── SOURCE EXTRACT

From Planting to Harvest
After planting is complete, the work is not finished. Vegetables require regular maintenance until harvest time ends. Plants need to be watered, fertilized, weeded, and scouted regularly for pests.
• Fertilizing: Basing it on a soil test is the most efficient method you can use. This will give you the amount of fertilizer to use at planting and how much to use throughout the growing season. Unless you follow these test results, then you are simply guessing. Gardeners can use a granular or liquid product or a synthetic or natural product, the choice is personal. Read the product label to determine how often it needs to be applied.
This test will also provide a pH level and possible liming recommendations. You should never lime your garden unless you know that it is needed. Raising the pH to an inappropriate level is just as detrimental as having the level too low.

────
── SUPPLIED ENTRIES

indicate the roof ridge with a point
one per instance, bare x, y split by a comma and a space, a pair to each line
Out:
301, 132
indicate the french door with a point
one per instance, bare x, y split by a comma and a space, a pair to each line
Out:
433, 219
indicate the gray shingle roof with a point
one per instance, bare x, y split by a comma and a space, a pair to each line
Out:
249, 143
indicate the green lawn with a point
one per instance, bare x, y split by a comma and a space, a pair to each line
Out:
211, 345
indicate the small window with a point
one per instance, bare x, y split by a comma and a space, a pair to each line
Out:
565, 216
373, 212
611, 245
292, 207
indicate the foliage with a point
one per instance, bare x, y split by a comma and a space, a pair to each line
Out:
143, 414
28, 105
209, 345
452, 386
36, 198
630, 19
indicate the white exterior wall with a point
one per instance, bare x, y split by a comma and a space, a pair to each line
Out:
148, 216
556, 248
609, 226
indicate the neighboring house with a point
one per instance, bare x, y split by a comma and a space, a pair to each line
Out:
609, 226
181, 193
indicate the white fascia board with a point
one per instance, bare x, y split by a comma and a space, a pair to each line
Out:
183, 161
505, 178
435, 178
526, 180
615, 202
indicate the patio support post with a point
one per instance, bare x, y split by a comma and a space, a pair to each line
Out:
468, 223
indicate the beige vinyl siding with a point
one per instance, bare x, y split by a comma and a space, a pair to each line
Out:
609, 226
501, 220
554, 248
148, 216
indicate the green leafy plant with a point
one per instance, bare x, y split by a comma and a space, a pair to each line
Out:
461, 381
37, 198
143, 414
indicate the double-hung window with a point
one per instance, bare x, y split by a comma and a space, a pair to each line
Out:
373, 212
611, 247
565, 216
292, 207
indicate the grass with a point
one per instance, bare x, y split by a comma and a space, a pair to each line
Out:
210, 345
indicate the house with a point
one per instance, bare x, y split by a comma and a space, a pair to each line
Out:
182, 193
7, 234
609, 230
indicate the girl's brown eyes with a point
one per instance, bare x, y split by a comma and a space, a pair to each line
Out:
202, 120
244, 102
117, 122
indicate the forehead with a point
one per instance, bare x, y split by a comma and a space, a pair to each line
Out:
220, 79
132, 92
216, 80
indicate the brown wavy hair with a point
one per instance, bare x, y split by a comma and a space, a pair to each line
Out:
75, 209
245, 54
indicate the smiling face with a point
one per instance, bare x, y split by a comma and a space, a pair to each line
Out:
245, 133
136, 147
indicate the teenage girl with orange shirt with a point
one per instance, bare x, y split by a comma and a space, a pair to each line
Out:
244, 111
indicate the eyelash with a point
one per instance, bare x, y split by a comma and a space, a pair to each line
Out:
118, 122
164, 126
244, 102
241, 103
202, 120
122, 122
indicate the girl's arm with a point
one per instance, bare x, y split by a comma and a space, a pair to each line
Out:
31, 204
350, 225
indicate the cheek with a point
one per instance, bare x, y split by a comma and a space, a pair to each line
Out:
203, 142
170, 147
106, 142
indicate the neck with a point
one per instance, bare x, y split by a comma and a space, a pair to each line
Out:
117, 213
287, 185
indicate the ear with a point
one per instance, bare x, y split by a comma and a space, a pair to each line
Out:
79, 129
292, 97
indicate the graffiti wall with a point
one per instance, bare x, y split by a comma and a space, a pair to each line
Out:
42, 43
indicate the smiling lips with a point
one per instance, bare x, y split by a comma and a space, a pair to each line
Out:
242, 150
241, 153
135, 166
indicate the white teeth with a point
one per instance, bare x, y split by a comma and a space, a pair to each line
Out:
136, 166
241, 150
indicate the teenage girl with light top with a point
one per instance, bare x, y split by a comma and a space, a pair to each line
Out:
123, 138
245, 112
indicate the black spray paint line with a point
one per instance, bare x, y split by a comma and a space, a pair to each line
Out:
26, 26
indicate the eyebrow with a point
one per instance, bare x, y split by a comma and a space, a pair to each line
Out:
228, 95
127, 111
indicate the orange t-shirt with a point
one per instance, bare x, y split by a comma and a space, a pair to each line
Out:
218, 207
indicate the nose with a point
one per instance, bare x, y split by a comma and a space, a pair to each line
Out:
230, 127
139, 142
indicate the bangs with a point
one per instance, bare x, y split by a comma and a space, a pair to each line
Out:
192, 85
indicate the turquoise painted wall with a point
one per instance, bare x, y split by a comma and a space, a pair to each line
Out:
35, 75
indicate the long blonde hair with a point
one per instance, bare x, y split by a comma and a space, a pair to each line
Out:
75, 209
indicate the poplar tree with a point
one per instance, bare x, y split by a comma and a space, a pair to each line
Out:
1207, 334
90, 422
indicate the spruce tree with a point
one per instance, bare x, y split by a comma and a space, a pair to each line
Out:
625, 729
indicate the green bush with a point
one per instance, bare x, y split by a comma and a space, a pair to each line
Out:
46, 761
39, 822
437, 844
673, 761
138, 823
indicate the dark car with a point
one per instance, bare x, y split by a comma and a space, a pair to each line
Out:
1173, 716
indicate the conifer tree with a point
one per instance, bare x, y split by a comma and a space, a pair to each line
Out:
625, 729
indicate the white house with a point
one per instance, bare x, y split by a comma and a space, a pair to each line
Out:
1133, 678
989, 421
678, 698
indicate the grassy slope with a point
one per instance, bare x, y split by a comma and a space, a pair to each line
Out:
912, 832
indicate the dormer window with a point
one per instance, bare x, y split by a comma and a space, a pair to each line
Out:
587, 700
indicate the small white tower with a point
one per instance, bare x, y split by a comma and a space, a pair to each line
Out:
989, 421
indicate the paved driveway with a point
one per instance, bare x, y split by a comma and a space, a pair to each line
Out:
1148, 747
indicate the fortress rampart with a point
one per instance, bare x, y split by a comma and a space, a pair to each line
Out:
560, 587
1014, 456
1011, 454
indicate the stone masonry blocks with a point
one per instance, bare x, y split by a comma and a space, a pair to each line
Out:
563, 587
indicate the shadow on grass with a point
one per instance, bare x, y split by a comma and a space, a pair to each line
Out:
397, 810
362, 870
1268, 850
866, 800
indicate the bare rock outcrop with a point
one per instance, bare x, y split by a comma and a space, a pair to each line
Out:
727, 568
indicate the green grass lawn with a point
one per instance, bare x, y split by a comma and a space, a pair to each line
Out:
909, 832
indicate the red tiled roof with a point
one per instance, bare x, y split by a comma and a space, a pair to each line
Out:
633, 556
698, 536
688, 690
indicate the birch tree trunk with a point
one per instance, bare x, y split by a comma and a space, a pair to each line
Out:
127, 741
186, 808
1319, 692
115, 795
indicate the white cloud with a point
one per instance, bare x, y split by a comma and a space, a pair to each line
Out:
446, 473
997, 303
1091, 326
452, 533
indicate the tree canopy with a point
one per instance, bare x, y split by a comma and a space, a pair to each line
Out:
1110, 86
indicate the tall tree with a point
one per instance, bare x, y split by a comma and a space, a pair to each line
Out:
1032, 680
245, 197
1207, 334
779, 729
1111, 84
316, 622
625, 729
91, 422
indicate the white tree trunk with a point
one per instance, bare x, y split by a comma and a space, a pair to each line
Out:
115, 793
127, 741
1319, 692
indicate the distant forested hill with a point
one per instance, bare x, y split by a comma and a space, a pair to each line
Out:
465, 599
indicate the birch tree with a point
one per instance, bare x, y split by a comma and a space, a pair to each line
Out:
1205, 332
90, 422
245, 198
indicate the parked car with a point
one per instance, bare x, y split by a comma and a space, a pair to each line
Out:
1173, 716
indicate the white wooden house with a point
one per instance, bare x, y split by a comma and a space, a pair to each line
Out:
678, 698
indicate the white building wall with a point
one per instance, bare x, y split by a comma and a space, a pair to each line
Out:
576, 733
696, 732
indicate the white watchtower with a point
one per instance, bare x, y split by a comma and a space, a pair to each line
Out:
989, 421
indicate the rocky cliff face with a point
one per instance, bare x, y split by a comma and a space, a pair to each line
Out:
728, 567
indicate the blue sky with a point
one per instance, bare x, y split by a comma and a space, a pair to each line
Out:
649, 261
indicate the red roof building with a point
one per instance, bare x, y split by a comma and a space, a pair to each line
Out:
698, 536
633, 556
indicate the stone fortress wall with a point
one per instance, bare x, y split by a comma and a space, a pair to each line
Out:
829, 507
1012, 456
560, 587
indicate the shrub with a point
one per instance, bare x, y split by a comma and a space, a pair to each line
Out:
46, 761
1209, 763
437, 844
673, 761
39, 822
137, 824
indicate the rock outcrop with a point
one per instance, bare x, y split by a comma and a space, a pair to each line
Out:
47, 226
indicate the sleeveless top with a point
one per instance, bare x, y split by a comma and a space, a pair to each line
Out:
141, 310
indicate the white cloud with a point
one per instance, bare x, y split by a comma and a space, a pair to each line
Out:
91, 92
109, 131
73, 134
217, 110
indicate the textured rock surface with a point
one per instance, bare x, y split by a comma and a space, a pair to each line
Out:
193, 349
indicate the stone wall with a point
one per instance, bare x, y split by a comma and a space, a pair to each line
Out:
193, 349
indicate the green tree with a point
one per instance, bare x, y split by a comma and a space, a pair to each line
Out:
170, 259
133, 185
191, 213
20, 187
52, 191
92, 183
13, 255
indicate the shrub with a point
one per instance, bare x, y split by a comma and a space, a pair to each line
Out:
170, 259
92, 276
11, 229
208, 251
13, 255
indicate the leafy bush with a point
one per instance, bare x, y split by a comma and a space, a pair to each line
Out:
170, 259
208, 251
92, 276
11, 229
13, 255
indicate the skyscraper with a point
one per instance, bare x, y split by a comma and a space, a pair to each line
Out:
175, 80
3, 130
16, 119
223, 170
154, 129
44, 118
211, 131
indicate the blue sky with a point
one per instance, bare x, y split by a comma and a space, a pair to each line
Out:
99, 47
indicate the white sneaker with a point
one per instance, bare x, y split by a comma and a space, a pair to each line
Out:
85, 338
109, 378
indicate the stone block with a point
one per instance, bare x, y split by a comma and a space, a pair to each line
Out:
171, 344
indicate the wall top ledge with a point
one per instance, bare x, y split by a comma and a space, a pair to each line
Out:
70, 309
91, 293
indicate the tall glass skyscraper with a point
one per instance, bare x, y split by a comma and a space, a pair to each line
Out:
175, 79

────

### [ACTIONS TO TAKE]
a - Could you set down, word for word, the part of the vegetable garden maintenance passage that begins with "This test will" and ends after "level too low."?
b - Could you take the vegetable garden maintenance passage further, picking up after its last sentence?

### [ANSWERS TO THE PROBLEMS]
a -
This test will also provide a pH level and possible liming recommendations. You should never lime your garden unless you know that it is needed. Raising the pH to an inappropriate level is just as detrimental as having the level too low.

b -
• Weeding: Keeping the garden weed-free is very important for the plants’ health. A few weeds in the garden is not a problem, but if they accumulate to the point of harming the vegetables, then it is time to remove them. A pre-emergent used at or just after planting works well to prevent annual weed seeds from germinating. It is again important to follow the rate and application method on the product label. If weeds still appear, and they will, choose a post-emergent product that is labeled for use in a vegetable garden. A local MSU Extension office, CO-OP, or independent garden center can usually help make suggestions. A sharp garden hoe is still a great way to eliminate weeds, in addition to being good exercise.
• Scouting: Be on the lookout for insect and disease pests on a weekly basis. If a pest is left unchecked for too long, it can become a real problem. Just like with weeds, a few insects or disease spots are not a threat, but there is a point when they hurt the plants’ ability to properly grow and produce. At that point it must be addressed.
The first step to control these issues is to identify the pest. Knowing which insect or disease pathogen is occurring is important for selecting the correct control product. Not all insecticides, fungicides, or herbicides will control all issues. Most are designed to prevent/control only a select few issues, so carefully pick a product designed to help with your specific issue. Whether you select an organic, natural, or synthetic product is up to you.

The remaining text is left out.